--- Prompt ---
Turn all the rows below into a numbered list, one line per item, with blank lines dropped. Leave the pictures out of the list.

————

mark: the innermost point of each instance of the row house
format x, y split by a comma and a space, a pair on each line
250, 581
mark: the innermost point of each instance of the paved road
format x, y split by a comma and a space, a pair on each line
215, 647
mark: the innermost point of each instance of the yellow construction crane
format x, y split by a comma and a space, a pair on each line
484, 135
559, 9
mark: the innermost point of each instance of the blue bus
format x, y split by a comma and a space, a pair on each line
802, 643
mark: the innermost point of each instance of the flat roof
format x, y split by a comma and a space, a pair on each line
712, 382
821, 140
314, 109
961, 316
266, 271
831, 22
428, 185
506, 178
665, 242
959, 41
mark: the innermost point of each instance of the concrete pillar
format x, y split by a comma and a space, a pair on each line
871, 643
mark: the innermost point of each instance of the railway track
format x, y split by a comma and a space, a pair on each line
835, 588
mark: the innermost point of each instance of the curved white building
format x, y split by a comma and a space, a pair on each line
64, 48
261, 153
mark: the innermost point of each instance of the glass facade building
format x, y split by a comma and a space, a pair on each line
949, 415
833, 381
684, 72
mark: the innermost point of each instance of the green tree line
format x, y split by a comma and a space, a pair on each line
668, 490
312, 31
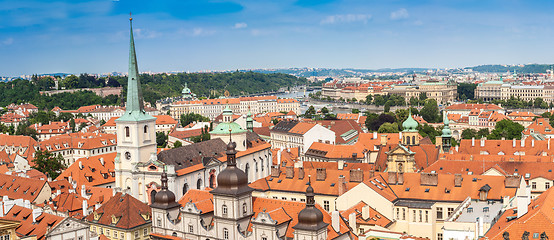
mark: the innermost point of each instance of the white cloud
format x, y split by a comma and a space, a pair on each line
240, 25
6, 42
399, 14
201, 32
346, 18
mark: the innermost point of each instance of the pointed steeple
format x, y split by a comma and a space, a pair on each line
134, 109
134, 92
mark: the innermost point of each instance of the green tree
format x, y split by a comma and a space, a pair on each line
430, 111
161, 139
469, 133
310, 112
506, 129
483, 132
188, 118
48, 164
388, 128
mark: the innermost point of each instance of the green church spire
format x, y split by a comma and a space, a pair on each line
134, 109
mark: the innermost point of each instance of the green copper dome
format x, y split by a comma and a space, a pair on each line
410, 125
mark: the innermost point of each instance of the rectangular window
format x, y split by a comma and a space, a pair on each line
450, 211
439, 213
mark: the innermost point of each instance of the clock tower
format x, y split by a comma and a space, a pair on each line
136, 134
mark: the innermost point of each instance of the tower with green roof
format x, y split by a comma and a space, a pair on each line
136, 134
410, 134
446, 135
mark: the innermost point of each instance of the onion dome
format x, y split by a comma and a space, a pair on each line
164, 199
410, 125
310, 218
232, 180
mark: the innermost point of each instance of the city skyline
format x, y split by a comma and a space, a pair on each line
90, 36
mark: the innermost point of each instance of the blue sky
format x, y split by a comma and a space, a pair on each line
191, 35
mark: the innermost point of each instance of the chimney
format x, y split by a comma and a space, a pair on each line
458, 180
371, 173
356, 175
342, 185
511, 181
429, 179
275, 171
438, 141
383, 140
335, 220
365, 212
36, 213
352, 220
85, 208
321, 174
392, 178
400, 178
290, 172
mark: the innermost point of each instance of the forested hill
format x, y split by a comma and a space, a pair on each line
154, 87
212, 85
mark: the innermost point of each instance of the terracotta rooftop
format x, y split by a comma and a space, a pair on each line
127, 211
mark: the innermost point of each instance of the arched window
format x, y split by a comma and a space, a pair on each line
185, 188
199, 184
152, 196
224, 209
212, 181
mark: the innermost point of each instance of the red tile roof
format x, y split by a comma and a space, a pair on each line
129, 212
91, 172
538, 219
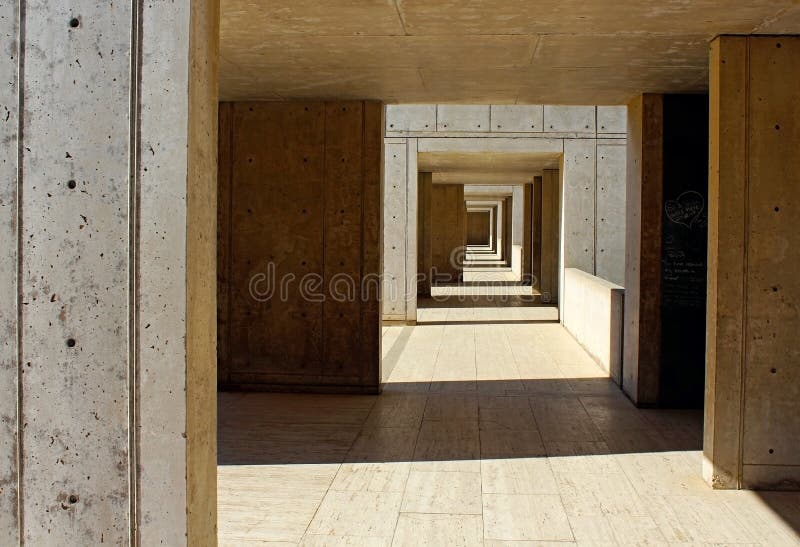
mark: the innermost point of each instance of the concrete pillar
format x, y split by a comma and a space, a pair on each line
536, 231
551, 228
527, 234
508, 247
752, 423
517, 230
642, 338
108, 198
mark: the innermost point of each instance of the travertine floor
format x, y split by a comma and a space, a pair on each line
487, 434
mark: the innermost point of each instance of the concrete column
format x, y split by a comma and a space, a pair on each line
536, 231
107, 192
412, 223
551, 227
752, 424
508, 228
395, 228
527, 233
517, 230
499, 229
642, 339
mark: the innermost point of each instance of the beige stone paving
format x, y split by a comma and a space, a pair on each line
486, 434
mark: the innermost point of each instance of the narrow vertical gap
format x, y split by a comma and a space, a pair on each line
745, 241
596, 208
134, 202
230, 114
20, 177
359, 288
323, 342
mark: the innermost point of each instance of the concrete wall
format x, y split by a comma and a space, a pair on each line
479, 228
107, 204
590, 139
448, 232
304, 213
592, 312
752, 424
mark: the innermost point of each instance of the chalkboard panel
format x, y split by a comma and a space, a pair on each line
684, 250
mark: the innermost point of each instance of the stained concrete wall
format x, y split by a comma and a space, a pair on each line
448, 232
304, 231
592, 312
590, 139
752, 424
479, 227
9, 241
107, 194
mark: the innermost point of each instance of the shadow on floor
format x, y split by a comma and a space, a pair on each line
448, 421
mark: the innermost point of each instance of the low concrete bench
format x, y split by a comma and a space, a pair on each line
592, 312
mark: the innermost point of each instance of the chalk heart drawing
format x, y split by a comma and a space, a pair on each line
686, 209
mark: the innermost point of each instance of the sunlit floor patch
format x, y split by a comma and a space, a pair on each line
485, 434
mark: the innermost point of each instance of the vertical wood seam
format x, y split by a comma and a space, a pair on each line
231, 115
362, 305
324, 209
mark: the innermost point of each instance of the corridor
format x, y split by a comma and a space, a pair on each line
486, 434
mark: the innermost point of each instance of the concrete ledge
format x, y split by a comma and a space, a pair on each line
592, 312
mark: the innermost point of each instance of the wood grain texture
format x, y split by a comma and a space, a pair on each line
725, 303
551, 220
527, 237
224, 187
642, 352
305, 240
425, 258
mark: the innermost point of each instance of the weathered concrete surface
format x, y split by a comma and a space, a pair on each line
610, 219
495, 51
105, 436
592, 312
641, 359
479, 223
579, 176
594, 164
752, 386
75, 278
395, 190
726, 247
448, 232
9, 120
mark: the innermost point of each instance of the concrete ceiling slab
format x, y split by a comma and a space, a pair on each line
486, 164
493, 51
483, 178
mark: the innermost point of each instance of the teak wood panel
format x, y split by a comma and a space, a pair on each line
304, 203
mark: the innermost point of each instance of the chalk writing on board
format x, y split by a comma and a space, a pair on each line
687, 209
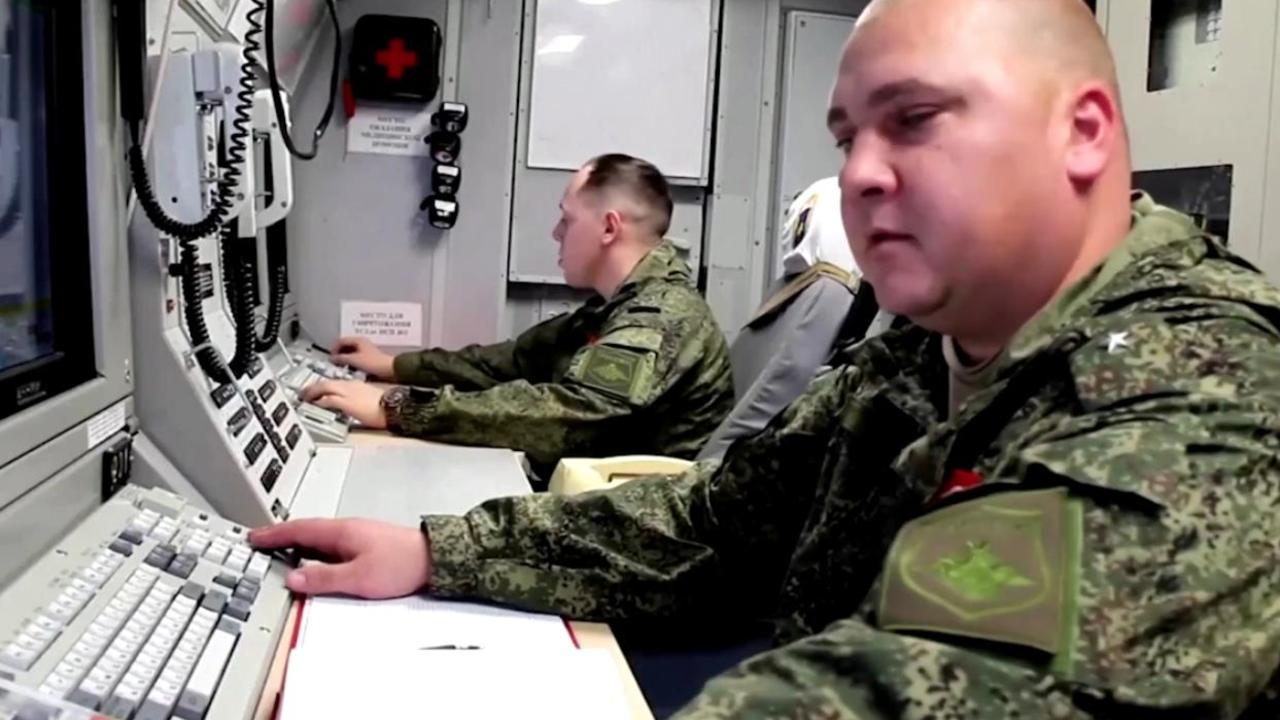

————

--- Result ---
1. mark: the innermost point of each instance of the row house
2. format x, y split by a comma and a space, a pair on each line
3. 250, 581
4. mark: the innermost point of each instance of the paved road
5. format x, y split by a comma and a space, a pair on each line
6. 215, 647
7. mark: the innermost point of each instance of the yellow construction crane
8. format x, y split by a comma and a space, a pair on each line
9. 484, 135
10. 559, 9
11. mark: the innermost point of each instance of the blue bus
12. format x, y split by a comma and a space, a pair on each line
13. 802, 643
14. mark: the innermost point of each instance of the flat roof
15. format x, y split by a comma and a space, a pair on each line
16. 712, 382
17. 821, 140
18. 314, 109
19. 961, 316
20. 266, 271
21. 831, 22
22. 428, 185
23. 506, 178
24. 665, 242
25. 959, 41
26. mark: the innermost point of each instance of the concrete pillar
27. format x, y split by a comma and a space, a pair on each line
28. 871, 643
29. mark: the innermost point of each instance of the railway track
30. format x, y split by a comma and a space, a pair on each line
31. 835, 588
32. mark: the innermost point of each instance of the curved white building
33. format x, y split by a comma and a space, a pair on each line
34. 64, 48
35. 261, 153
36. mark: the innermost point of each instance of the glass facade building
37. format x, y split by a comma and a space, a pair on each line
38. 949, 415
39. 833, 381
40. 684, 72
41. mark: the innermost point of each instance of the green tree line
42. format x, y split by a comma and a space, a pair on each line
43. 668, 490
44. 312, 31
45. mark: the innermost point of each instance of the white cloud
46. format x, y split by a comma and a space, a pair on each line
47. 240, 25
48. 6, 42
49. 399, 14
50. 201, 32
51. 346, 18
52. mark: the innermost point of each instance of the pointed steeple
53. format x, y split by a comma and a space, a pair on each line
54. 134, 109
55. 134, 92
56. mark: the innermost point of each instance of the green tree
57. format x, y split by a comma and a space, a pair on each line
58. 430, 111
59. 161, 139
60. 469, 133
61. 310, 112
62. 506, 129
63. 483, 132
64. 188, 118
65. 48, 164
66. 388, 128
67. mark: the innermost point of each instance of the green church spire
68. format x, y split by a comma and a space, a pair on each line
69. 134, 109
70. mark: the innermost point of each instance of the green copper dome
71. format x, y split by a comma and a space, a pair on each line
72. 410, 125
73. mark: the innermost point of each instance of the rectangular window
74. format x, y split by a comma and a space, a pair on each line
75. 450, 211
76. 439, 213
77. mark: the innermost point of each instance of the clock tower
78. format x, y split by a comma and a space, a pair on each line
79. 136, 134
80. mark: the innermost point of each instance of the tower with green roof
81. format x, y split by a comma and a space, a pair on each line
82. 136, 134
83. 410, 134
84. 446, 135
85. mark: the innermost point of each instance of the onion dome
86. format x, y split by a comma and a space, a pair on each line
87. 164, 199
88. 410, 125
89. 310, 218
90. 232, 180
91. mark: the innermost point of each instance of the city skyline
92. format x, y split by a comma and a space, a pair on each line
93. 90, 36
94. mark: the innermost point of each instance of the blue sky
95. format x, y split by a comma and a space, a pair on each line
96. 191, 35
97. mark: the innermost point of each instance of the chimney
98. format x, y split by a comma and a space, a pair on each line
99. 458, 180
100. 371, 173
101. 356, 175
102. 342, 185
103. 511, 181
104. 429, 179
105. 275, 171
106. 438, 141
107. 383, 140
108. 335, 220
109. 365, 212
110. 36, 213
111. 352, 220
112. 85, 208
113. 321, 174
114. 392, 178
115. 400, 178
116. 290, 172
117. mark: the innermost point of each instance of the forested hill
118. format x, y split by a comma and a space, a pair on each line
119. 154, 87
120. 212, 85
121. mark: the innermost point of each instance of the terracotta rooftop
122. format x, y split by a comma and a space, a pair on each line
123. 127, 211
124. mark: the innermost point of each instance of the arched window
125. format x, y split by a comma and a space, a pair on each line
126. 185, 188
127. 199, 184
128. 152, 196
129. 224, 209
130. 212, 181
131. mark: the innermost point of each instance of the red tile roof
132. format x, y split by a comma and a space, a pair on each line
133. 129, 212
134. 91, 172
135. 538, 219
136. mark: the innermost point of each instance of the concrete pillar
137. format x, y split by a comma and a space, a pair on each line
138. 536, 231
139. 551, 228
140. 527, 234
141. 508, 247
142. 752, 423
143. 517, 230
144. 642, 338
145. 108, 198
146. mark: the innermost point of each instance of the travertine floor
147. format x, y split by a comma and a space, a pair on each line
148. 487, 434
149. mark: the innermost point of each instance of the concrete column
150. format x, y split by a comma and a space, a pair on each line
151. 536, 231
152. 107, 192
153. 412, 223
154. 551, 227
155. 752, 424
156. 508, 228
157. 395, 228
158. 527, 233
159. 517, 230
160. 499, 229
161. 642, 339
162. mark: the innermost point of each instance of the beige stone paving
163. format x, y split by a comma and a space, a pair on each line
164. 486, 434
165. mark: the innermost point of each instance of the narrow vertical gap
166. format x, y split by a comma and a space, a pair on each line
167. 745, 241
168. 596, 208
169. 134, 202
170. 230, 114
171. 20, 177
172. 359, 288
173. 323, 342
174. mark: the innermost point of each instance of the concrete wall
175. format x, y split by a comma and a space, a pair on each line
176. 479, 228
177. 107, 204
178. 590, 139
179. 448, 232
180. 304, 213
181. 592, 312
182. 752, 424
183. mark: the innermost point of each instance of the chalkboard panel
184. format x, y split by a comma and a space, a pair on each line
185. 684, 250
186. mark: the innermost point of each instance of the stained concrete wall
187. format x, y split by a comma and a space, a pair on each line
188. 448, 232
189. 304, 231
190. 592, 312
191. 590, 139
192. 752, 424
193. 479, 227
194. 9, 241
195. 107, 194
196. mark: the innermost point of each instance of the shadow on floor
197. format x, y split by a comma and a space, a pair on each line
198. 448, 421
199. mark: the innermost point of each instance of the low concrete bench
200. format x, y split by a comma and a space, a pair on each line
201. 592, 312
202. mark: the innermost point of each instance of the chalk heart drawing
203. format x, y split by a comma and a space, a pair on each line
204. 686, 209
205. mark: the innermost point of each instance of the sunlit floor patch
206. format x, y split by a comma and a space, a pair on each line
207. 485, 434
208. mark: the innermost point of each instance of the vertical wood seam
209. format x, y split by a comma and a space, a pair on each line
210. 231, 115
211. 362, 305
212. 324, 209
213. mark: the innermost point of each instance of the corridor
214. format x, y split by a comma and a space, a pair on each line
215. 486, 434
216. mark: the innermost point of each instance of the concrete ledge
217. format x, y split by a comma and a space, a pair on each line
218. 592, 312
219. mark: the innermost point of each instance of the wood grain texture
220. format x, y split by a comma and a space, a pair on each line
221. 725, 303
222. 551, 220
223. 527, 237
224. 224, 187
225. 642, 352
226. 305, 240
227. 425, 258
228. mark: the innermost point of each instance of the weathered concrete surface
229. format x, y split by a comma and a space, a pair on each line
230. 610, 219
231. 495, 51
232. 105, 436
233. 592, 312
234. 641, 359
235. 479, 223
236. 579, 176
237. 594, 164
238. 752, 386
239. 75, 278
240. 395, 190
241. 726, 247
242. 448, 232
243. 9, 120
244. mark: the innermost point of each instance of the concrete ceiling slab
245. format x, y split by a comma and a space, a pair on each line
246. 486, 164
247. 493, 51
248. 483, 178
249. mark: the innermost point of each instance of the teak wood panel
250. format x, y split by a comma and a space, a pair on each line
251. 304, 203
252. mark: the innermost point of each instance of the chalk writing on board
253. format x, y split by a comma and a space, a pair on each line
254. 687, 209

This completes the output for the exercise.